從討論住北極或森林的討論串中，將「大概就是有雪山然後山腳有森林瀑布湖泊之類的」起至「森林吧，森林比較舒服。雪地要找食物比較困難，而且日夜氣溫相差好大。」止的這段原文一字不改地輸出。

- 文本節錄:
---+---
#  > 【月之花海】獸迷、毛毛、Furry討論區 >  > 狼群集會岩 >  >  如果你可以選擇，你會選擇住在北極極地還是森林

## 野生狼

我會選擇森林，那裡的物資應該會比極地還要多，也許會比較容易生存下去

----------


## 峰峰

我也是森林
跟你的想法一樣~
不過狼在雪地奔跑是很美的畫面，可以的話希望有交界處XDD
這樣可以來回奔跑

----------


## 雷貝

我也是會選擇森林 :jcdragon-drool: 

我同樣也認為狼在雪地奔跑是很美的畫面，所以可能會選擇那種飄著雪的針葉林

然後在森林裡面和精靈成為朋友.......咦？

----------


## 小月狼

我會選擇極地因為我的毛是白色的容易被發現如果在森林
再加上我覺得雪景是十分之美麗的一群狼族雪地奔跑
QQ  :wuffer_howl:  :jcdragon-hi:

----------


## 野生狼

狼在雪地奔跑的確是很美的畫面,如果要來回奔跑的話,也許在山上或是緯度高一點的的地方會有交界處
感謝各位狼友的回覆

----------


## 缪里

啊我的想法和峰峰一樣！
大概就是有雪山然後山腳有森林瀑布湖泊之類的
雪山後面的山區也都是雪w
然後冬季的時候會下雪哦？覆蓋大半個森林這樣子
樹的種類也有很多山腳是針葉樹葉那種類型
靠近森林邊緣則是那種楓叶樹，啊秋天會落葉很漂亮w都是金黃的一片w

----------


## tobyhokh

森林吧，森林比較舒服。雪地要找食物比較困難，而且日夜氣溫相差好大。

----------
---+---
- 擷取資料:
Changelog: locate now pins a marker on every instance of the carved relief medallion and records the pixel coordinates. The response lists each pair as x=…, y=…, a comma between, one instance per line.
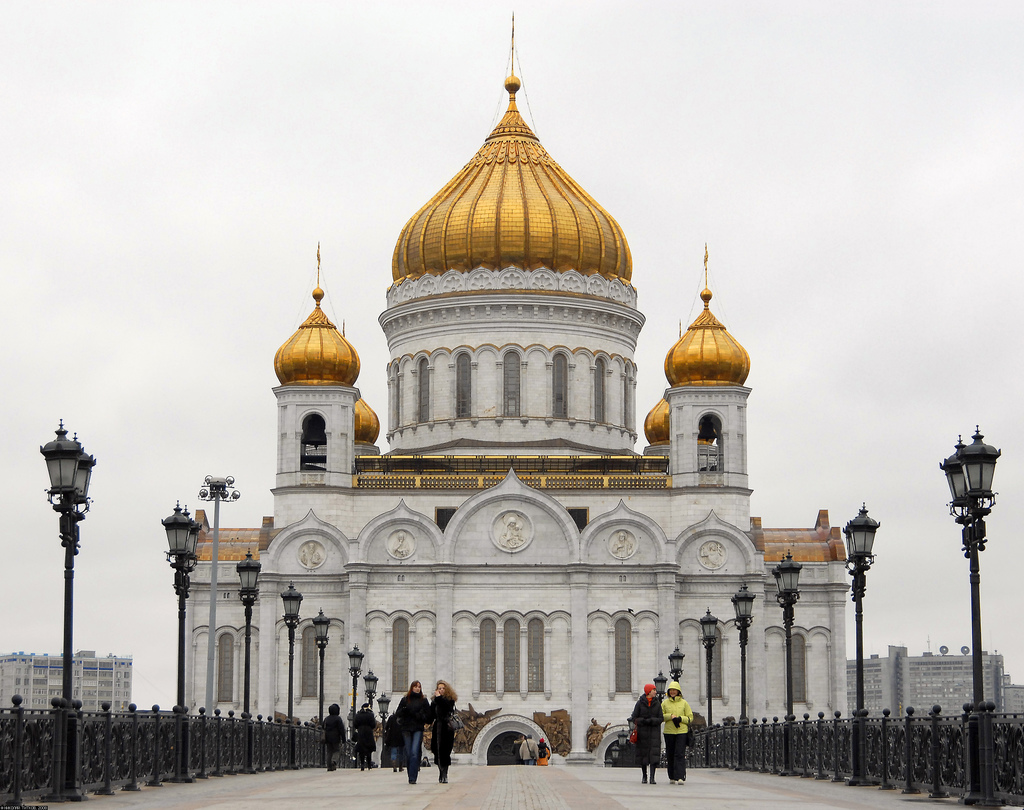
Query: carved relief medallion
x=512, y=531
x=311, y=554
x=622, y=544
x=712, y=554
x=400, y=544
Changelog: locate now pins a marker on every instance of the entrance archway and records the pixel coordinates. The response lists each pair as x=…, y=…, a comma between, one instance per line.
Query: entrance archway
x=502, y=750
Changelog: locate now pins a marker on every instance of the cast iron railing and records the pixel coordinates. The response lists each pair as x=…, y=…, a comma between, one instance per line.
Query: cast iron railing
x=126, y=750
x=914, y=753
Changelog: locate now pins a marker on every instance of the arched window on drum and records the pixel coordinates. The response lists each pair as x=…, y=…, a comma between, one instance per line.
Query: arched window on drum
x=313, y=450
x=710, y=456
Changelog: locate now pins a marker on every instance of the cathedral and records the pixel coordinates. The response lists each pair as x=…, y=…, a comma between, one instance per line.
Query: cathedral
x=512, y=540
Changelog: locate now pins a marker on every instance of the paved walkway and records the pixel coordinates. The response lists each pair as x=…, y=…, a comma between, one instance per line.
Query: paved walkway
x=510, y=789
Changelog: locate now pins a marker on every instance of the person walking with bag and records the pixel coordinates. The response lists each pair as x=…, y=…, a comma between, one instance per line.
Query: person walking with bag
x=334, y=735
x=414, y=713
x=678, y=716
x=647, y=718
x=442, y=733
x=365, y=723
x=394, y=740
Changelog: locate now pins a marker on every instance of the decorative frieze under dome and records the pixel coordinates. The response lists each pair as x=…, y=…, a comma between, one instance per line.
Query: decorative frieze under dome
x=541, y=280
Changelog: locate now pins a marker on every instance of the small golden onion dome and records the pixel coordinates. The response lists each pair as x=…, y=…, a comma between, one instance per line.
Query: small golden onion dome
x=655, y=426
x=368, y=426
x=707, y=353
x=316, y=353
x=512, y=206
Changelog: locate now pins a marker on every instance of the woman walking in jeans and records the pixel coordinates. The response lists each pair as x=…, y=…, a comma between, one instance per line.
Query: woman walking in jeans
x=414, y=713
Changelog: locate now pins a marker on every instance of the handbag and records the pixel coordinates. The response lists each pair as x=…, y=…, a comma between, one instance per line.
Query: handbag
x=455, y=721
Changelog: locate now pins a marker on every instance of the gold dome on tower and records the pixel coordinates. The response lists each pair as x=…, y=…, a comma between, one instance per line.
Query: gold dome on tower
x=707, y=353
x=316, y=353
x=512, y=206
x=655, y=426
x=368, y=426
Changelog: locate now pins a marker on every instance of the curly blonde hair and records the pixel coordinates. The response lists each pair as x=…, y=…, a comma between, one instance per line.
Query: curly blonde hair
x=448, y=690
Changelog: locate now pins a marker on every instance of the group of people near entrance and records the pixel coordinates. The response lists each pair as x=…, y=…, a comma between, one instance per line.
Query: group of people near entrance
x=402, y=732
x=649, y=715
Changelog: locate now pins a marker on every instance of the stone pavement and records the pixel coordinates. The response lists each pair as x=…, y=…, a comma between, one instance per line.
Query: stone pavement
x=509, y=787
---+---
- 作答結果:
大概就是有雪山然後山腳有森林瀑布湖泊之類的
雪山後面的山區也都是雪w
然後冬季的時候會下雪哦？覆蓋大半個森林這樣子
樹的種類也有很多山腳是針葉樹葉那種類型
靠近森林邊緣則是那種楓叶樹，啊秋天會落葉很漂亮w都是金黃的一片w

----------


## tobyhokh

森林吧，森林比較舒服。雪地要找食物比較困難，而且日夜氣溫相差好大。